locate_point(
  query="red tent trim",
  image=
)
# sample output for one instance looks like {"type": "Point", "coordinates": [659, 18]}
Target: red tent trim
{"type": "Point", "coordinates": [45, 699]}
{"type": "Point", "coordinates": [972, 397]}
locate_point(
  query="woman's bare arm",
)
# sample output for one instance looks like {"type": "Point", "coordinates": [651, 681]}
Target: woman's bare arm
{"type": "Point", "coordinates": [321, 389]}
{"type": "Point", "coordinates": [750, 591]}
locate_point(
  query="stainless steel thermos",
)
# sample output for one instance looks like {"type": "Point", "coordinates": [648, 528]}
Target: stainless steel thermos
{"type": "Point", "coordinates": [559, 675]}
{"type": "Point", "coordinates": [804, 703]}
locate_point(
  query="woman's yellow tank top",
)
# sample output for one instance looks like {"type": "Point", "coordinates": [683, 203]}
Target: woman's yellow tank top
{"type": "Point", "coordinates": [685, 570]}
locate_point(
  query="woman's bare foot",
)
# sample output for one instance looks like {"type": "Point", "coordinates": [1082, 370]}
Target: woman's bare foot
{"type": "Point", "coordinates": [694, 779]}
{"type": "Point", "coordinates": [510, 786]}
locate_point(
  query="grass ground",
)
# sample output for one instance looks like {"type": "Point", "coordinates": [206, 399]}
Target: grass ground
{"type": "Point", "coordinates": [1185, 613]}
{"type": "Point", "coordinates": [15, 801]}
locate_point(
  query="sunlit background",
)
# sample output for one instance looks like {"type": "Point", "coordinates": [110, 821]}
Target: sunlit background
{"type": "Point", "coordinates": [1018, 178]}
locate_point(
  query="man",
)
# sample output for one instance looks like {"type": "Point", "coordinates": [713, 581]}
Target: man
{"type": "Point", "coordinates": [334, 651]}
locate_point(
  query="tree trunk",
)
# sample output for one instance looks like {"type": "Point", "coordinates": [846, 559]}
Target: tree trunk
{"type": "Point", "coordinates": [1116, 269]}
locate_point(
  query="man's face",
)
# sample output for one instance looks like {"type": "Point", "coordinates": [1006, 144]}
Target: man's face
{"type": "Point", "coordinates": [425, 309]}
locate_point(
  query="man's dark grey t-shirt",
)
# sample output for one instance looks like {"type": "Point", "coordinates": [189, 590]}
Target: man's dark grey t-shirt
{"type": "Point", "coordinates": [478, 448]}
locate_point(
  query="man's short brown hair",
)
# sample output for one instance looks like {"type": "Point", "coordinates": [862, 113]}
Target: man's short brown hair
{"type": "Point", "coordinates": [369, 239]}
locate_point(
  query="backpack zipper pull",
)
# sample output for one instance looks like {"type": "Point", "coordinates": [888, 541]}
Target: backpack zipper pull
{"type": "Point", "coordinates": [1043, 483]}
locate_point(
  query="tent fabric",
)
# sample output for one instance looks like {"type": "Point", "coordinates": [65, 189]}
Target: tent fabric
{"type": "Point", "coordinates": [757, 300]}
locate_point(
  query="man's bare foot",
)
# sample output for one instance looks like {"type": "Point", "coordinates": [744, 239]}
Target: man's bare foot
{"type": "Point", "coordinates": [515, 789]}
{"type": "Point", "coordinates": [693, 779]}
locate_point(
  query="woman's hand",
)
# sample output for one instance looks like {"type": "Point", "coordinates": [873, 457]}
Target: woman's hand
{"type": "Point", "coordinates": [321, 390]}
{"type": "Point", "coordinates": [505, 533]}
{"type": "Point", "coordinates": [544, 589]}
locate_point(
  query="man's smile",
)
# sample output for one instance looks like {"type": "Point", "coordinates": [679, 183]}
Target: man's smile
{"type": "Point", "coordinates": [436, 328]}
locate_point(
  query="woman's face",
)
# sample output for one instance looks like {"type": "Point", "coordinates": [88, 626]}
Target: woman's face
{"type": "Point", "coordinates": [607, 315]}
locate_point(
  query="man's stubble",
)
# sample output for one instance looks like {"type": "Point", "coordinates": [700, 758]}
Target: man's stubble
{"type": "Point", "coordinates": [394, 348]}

_ _ _ _ _

## TO DO
Everything in the material above needs to be transcribed exactly.

## OUTPUT FOR THIS EXERCISE
locate_point(
  query="red tent trim",
  image=
)
# sample output for one instance looks like {"type": "Point", "coordinates": [659, 18]}
Target: red tent trim
{"type": "Point", "coordinates": [45, 699]}
{"type": "Point", "coordinates": [972, 397]}
locate_point(
  query="woman's bare arm",
)
# sample output for one instance looks like {"type": "Point", "coordinates": [651, 681]}
Target: woman's bare arm
{"type": "Point", "coordinates": [321, 389]}
{"type": "Point", "coordinates": [750, 591]}
locate_point(
  query="stainless steel thermos",
)
# sample output for one instance looks like {"type": "Point", "coordinates": [648, 528]}
Target: stainless steel thermos
{"type": "Point", "coordinates": [559, 675]}
{"type": "Point", "coordinates": [804, 703]}
locate_point(
  query="woman's yellow tank top",
)
# sample output for one instance looks like {"type": "Point", "coordinates": [683, 203]}
Target: woman's yellow tank top
{"type": "Point", "coordinates": [685, 570]}
locate_point(
  query="woman's bare foot",
)
# sample output for one instance looks like {"type": "Point", "coordinates": [1082, 370]}
Target: woman's bare foot
{"type": "Point", "coordinates": [694, 779]}
{"type": "Point", "coordinates": [510, 786]}
locate_point(
  query="grass ground",
)
# sample output for one instance looks like {"type": "Point", "coordinates": [206, 399]}
Target: grass ground
{"type": "Point", "coordinates": [1185, 613]}
{"type": "Point", "coordinates": [15, 801]}
locate_point(
  query="sunlit background",
)
# sample output for one instance looks like {"type": "Point", "coordinates": [110, 821]}
Target: sunlit background
{"type": "Point", "coordinates": [1018, 178]}
locate_point(
  query="man",
)
# sample output for one instance looks like {"type": "Point", "coordinates": [713, 581]}
Target: man
{"type": "Point", "coordinates": [334, 651]}
locate_point(
  query="tree trunk",
)
# sample output for one instance looks like {"type": "Point", "coordinates": [846, 559]}
Target: tree trunk
{"type": "Point", "coordinates": [1116, 269]}
locate_point(
  query="man's face",
)
# sample output for one instance looks like {"type": "Point", "coordinates": [1006, 144]}
Target: man's face
{"type": "Point", "coordinates": [425, 309]}
locate_point(
  query="man's dark grey t-shirt",
)
# sample output for one instance looks like {"type": "Point", "coordinates": [189, 590]}
Target: man's dark grey t-shirt
{"type": "Point", "coordinates": [478, 448]}
locate_point(
  query="man's short brown hair",
)
# sample output for one instance looks like {"type": "Point", "coordinates": [862, 113]}
Target: man's short brown hair
{"type": "Point", "coordinates": [369, 239]}
locate_point(
  query="backpack zipper pull",
)
# sample output for one instance looks like {"type": "Point", "coordinates": [888, 541]}
Target: backpack zipper pull
{"type": "Point", "coordinates": [1043, 483]}
locate_point(
  query="tent fabric",
)
# sample output for one instance looks like {"type": "Point", "coordinates": [65, 189]}
Target: tent fabric
{"type": "Point", "coordinates": [757, 300]}
locate_point(
  query="man's bare foot",
)
# sample output for one instance looks like {"type": "Point", "coordinates": [744, 239]}
Target: man's bare foot
{"type": "Point", "coordinates": [515, 789]}
{"type": "Point", "coordinates": [693, 779]}
locate_point(
  query="woman's hand",
)
# sample output for one instance looks like {"type": "Point", "coordinates": [873, 457]}
Target: woman's hand
{"type": "Point", "coordinates": [321, 390]}
{"type": "Point", "coordinates": [505, 533]}
{"type": "Point", "coordinates": [544, 589]}
locate_point(
  query="man's smile",
)
# sample output for one instance looks like {"type": "Point", "coordinates": [679, 183]}
Target: man's smile
{"type": "Point", "coordinates": [436, 328]}
locate_point(
  query="woman's face",
)
# sample output for one instance looks like {"type": "Point", "coordinates": [88, 626]}
Target: woman's face
{"type": "Point", "coordinates": [607, 315]}
locate_point(
  query="man's stubble",
)
# sample output for one instance looks like {"type": "Point", "coordinates": [700, 758]}
Target: man's stubble
{"type": "Point", "coordinates": [394, 348]}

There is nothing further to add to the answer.